Problem:
Every line from the one containing "Locate the building" to the one containing "leg in the photo above." in the records below, both included, must be set down exactly, and no other line.

Materials provided:
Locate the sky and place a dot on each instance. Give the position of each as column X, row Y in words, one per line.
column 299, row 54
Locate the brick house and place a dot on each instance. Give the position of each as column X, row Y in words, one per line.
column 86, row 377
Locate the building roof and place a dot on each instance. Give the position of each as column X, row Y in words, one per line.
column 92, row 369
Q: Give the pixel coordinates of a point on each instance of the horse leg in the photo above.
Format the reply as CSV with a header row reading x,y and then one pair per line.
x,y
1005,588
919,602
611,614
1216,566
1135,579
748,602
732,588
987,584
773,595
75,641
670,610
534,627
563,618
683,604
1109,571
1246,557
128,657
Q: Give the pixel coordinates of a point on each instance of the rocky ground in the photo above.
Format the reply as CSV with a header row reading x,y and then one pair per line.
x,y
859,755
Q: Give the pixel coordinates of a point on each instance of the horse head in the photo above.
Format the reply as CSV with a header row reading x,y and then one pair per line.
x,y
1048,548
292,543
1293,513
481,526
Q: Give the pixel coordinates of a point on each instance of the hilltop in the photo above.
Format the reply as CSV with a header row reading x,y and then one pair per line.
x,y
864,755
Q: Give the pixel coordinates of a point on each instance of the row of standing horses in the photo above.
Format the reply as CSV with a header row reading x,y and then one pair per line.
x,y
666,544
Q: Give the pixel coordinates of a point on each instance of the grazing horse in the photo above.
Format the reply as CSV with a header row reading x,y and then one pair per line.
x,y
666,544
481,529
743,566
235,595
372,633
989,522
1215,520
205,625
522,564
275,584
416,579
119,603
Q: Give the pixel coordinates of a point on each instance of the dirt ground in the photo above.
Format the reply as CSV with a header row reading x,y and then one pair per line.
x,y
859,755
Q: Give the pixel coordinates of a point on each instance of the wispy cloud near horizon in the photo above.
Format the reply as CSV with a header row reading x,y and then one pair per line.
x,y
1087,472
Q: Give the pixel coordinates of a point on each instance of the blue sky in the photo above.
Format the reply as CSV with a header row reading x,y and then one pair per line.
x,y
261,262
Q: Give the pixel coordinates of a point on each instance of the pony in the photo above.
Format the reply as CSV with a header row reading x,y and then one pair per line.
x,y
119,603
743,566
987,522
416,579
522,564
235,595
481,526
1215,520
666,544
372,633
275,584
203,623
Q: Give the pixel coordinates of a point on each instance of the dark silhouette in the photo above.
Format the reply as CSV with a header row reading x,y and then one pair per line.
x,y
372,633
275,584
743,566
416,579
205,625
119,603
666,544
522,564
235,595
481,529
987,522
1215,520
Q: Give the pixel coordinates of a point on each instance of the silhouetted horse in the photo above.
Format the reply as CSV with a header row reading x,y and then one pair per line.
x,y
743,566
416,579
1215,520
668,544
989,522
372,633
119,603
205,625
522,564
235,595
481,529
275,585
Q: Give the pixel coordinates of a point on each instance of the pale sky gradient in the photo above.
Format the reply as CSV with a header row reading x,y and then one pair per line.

Result of the task:
Locate the building roof and place a dot on each instance. Give the position of each as column X, row Y in words, one per line.
column 92, row 369
Q: Give the pixel coordinates of a point on each instance of the horse leg in the photo above.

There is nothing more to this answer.